• **Task prompt**:
Select the lines below containing the word "sneaker".
┄┄┄┄┄┄┄┄┄┄┄┄┄┄┄┄┄┄┄┄
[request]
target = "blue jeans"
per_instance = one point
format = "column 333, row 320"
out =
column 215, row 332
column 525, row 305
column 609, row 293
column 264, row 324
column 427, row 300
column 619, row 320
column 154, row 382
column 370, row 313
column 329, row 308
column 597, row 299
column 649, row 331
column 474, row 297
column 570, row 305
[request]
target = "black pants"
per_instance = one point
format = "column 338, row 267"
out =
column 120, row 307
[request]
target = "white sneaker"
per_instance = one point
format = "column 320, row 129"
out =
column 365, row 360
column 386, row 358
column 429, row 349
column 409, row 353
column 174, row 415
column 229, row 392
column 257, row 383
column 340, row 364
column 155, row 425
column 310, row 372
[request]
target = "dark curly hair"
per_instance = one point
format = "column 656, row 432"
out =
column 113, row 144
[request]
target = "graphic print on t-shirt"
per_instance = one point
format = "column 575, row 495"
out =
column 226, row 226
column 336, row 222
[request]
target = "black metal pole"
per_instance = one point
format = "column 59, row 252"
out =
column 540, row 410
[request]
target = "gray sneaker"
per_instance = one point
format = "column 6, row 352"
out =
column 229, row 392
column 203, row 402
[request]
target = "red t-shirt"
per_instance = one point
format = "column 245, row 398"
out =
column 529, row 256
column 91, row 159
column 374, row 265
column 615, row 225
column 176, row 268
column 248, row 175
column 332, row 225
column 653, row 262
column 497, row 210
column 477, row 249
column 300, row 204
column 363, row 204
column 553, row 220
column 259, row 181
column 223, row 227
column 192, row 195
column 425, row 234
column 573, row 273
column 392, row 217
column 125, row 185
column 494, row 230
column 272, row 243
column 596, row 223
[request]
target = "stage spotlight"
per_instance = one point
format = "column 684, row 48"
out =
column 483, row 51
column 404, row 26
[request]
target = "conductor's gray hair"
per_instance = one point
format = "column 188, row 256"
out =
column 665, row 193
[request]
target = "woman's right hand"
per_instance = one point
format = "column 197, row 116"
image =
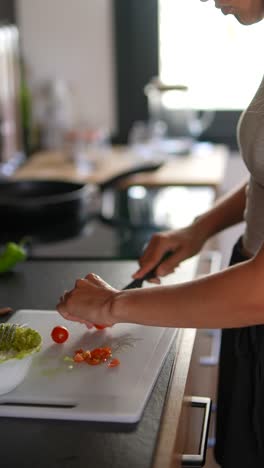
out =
column 182, row 244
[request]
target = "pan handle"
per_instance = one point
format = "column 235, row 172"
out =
column 138, row 169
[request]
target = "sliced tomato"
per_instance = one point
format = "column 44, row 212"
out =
column 60, row 334
column 113, row 363
column 78, row 357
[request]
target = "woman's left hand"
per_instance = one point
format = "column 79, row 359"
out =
column 89, row 302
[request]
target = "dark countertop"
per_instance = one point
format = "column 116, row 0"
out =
column 54, row 444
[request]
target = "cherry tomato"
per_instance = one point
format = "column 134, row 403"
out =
column 100, row 327
column 60, row 334
column 113, row 363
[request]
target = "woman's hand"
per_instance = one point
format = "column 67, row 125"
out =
column 89, row 302
column 182, row 244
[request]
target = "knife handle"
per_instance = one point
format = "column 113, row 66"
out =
column 137, row 283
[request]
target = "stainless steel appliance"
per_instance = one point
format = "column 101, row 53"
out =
column 11, row 151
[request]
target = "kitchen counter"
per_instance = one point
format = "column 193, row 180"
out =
column 204, row 165
column 153, row 442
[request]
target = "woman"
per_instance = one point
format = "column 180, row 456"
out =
column 232, row 299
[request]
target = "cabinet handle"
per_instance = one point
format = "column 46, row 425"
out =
column 215, row 259
column 199, row 460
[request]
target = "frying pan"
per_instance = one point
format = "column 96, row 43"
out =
column 32, row 203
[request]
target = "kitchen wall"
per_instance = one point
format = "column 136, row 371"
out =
column 73, row 40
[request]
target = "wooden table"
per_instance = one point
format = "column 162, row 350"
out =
column 205, row 165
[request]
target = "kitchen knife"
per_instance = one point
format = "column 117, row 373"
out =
column 137, row 283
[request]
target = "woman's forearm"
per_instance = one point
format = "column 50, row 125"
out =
column 226, row 212
column 227, row 299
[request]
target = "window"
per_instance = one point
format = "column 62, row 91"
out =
column 219, row 59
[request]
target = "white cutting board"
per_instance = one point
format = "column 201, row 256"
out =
column 56, row 389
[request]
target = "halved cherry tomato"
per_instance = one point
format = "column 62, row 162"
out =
column 113, row 363
column 60, row 334
column 100, row 327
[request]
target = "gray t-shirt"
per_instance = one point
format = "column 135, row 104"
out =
column 250, row 135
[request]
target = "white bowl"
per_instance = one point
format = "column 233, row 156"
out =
column 13, row 372
column 15, row 362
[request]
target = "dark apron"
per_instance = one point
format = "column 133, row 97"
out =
column 240, row 403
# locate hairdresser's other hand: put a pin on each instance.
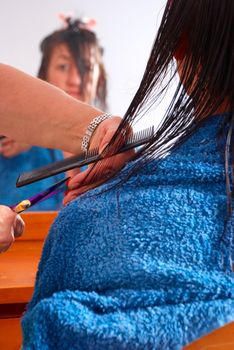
(11, 148)
(11, 226)
(104, 169)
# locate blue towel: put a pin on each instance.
(140, 267)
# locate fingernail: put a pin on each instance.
(67, 182)
(104, 149)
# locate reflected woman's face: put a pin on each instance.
(63, 73)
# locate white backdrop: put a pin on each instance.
(126, 29)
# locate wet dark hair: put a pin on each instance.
(79, 41)
(200, 31)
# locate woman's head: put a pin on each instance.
(72, 60)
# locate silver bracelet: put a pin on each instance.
(90, 130)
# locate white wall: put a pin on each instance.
(126, 29)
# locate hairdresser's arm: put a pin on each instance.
(38, 113)
(11, 226)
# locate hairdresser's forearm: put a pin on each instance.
(35, 112)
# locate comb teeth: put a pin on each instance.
(137, 139)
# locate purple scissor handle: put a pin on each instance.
(58, 187)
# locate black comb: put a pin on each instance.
(137, 139)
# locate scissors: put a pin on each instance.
(58, 187)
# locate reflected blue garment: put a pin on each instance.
(140, 267)
(10, 168)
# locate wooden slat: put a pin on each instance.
(220, 339)
(18, 266)
(10, 334)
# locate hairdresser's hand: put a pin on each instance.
(11, 226)
(11, 148)
(100, 172)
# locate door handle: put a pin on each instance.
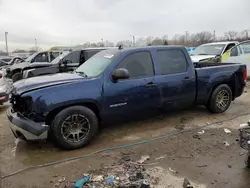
(151, 84)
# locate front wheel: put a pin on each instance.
(220, 99)
(74, 127)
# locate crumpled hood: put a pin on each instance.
(197, 58)
(38, 82)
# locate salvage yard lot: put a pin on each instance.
(201, 158)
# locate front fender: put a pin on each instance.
(50, 98)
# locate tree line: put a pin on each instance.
(186, 39)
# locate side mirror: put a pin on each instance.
(120, 74)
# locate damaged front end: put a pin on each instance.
(25, 123)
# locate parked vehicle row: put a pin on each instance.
(115, 83)
(63, 63)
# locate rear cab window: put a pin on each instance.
(138, 64)
(171, 61)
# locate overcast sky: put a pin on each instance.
(65, 22)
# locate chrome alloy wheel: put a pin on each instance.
(75, 128)
(222, 99)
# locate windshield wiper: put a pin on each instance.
(81, 73)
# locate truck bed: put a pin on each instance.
(211, 64)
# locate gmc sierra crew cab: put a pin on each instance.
(117, 83)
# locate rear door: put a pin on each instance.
(175, 78)
(240, 54)
(134, 96)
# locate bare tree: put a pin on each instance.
(124, 43)
(204, 37)
(108, 43)
(93, 45)
(141, 42)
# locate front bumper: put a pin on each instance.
(26, 129)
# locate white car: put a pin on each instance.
(239, 54)
(5, 86)
(211, 51)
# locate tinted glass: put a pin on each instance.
(98, 63)
(138, 64)
(73, 57)
(234, 52)
(171, 61)
(209, 49)
(89, 54)
(42, 57)
(246, 47)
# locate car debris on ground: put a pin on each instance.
(124, 174)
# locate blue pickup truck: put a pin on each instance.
(69, 107)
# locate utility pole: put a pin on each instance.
(6, 42)
(36, 45)
(186, 38)
(133, 39)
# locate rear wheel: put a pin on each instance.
(220, 99)
(17, 76)
(74, 127)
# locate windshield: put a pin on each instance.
(56, 60)
(97, 63)
(211, 49)
(31, 57)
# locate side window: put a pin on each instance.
(53, 55)
(73, 57)
(138, 64)
(234, 52)
(245, 47)
(89, 54)
(172, 61)
(42, 57)
(229, 46)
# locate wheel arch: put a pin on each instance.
(230, 84)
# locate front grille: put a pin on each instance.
(20, 104)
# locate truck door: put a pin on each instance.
(70, 62)
(138, 93)
(175, 78)
(239, 54)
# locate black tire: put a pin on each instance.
(59, 120)
(214, 105)
(17, 76)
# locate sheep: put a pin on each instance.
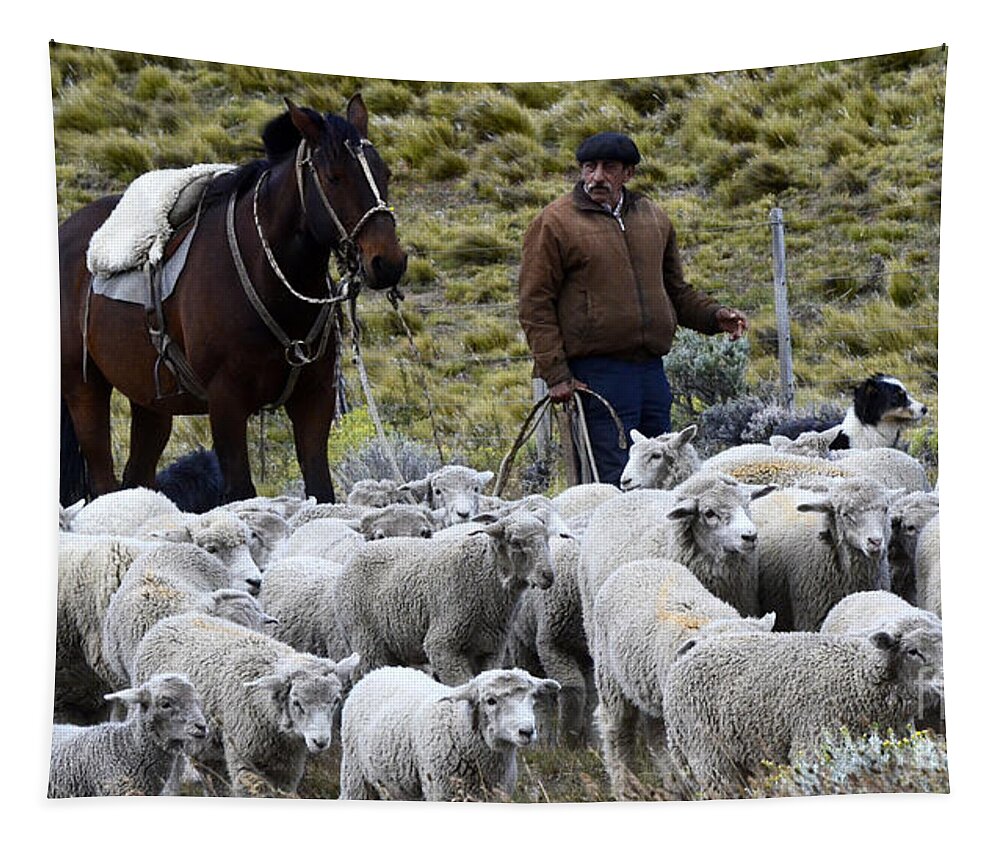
(730, 702)
(442, 601)
(927, 567)
(865, 612)
(267, 705)
(908, 515)
(299, 592)
(168, 582)
(331, 539)
(660, 462)
(583, 499)
(546, 637)
(133, 757)
(454, 488)
(124, 512)
(703, 523)
(643, 613)
(407, 737)
(91, 568)
(817, 546)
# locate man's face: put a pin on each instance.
(604, 179)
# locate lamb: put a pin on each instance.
(660, 462)
(407, 737)
(730, 702)
(444, 601)
(91, 568)
(869, 611)
(643, 613)
(300, 592)
(908, 515)
(454, 488)
(171, 581)
(927, 567)
(817, 546)
(703, 523)
(134, 757)
(268, 705)
(547, 638)
(123, 512)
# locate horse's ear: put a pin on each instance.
(304, 123)
(357, 114)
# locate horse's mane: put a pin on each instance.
(280, 137)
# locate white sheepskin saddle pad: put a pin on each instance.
(140, 225)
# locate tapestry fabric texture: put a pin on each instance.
(317, 543)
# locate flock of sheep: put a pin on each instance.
(717, 612)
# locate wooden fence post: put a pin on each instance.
(781, 308)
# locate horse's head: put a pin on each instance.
(343, 183)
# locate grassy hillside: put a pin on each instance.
(851, 151)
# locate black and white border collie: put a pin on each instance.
(882, 409)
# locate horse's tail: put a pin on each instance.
(73, 485)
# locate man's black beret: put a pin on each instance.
(608, 146)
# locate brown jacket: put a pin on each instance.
(587, 288)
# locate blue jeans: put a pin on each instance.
(641, 396)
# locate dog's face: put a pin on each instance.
(883, 398)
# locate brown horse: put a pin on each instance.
(320, 190)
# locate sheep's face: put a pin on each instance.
(456, 490)
(170, 708)
(719, 521)
(226, 536)
(858, 514)
(525, 542)
(504, 705)
(652, 460)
┄┄┄┄┄┄┄┄┄┄┄┄┄┄┄┄┄┄┄┄
• **Result of this task**:
target = "white sneaker"
target = "gray sneaker"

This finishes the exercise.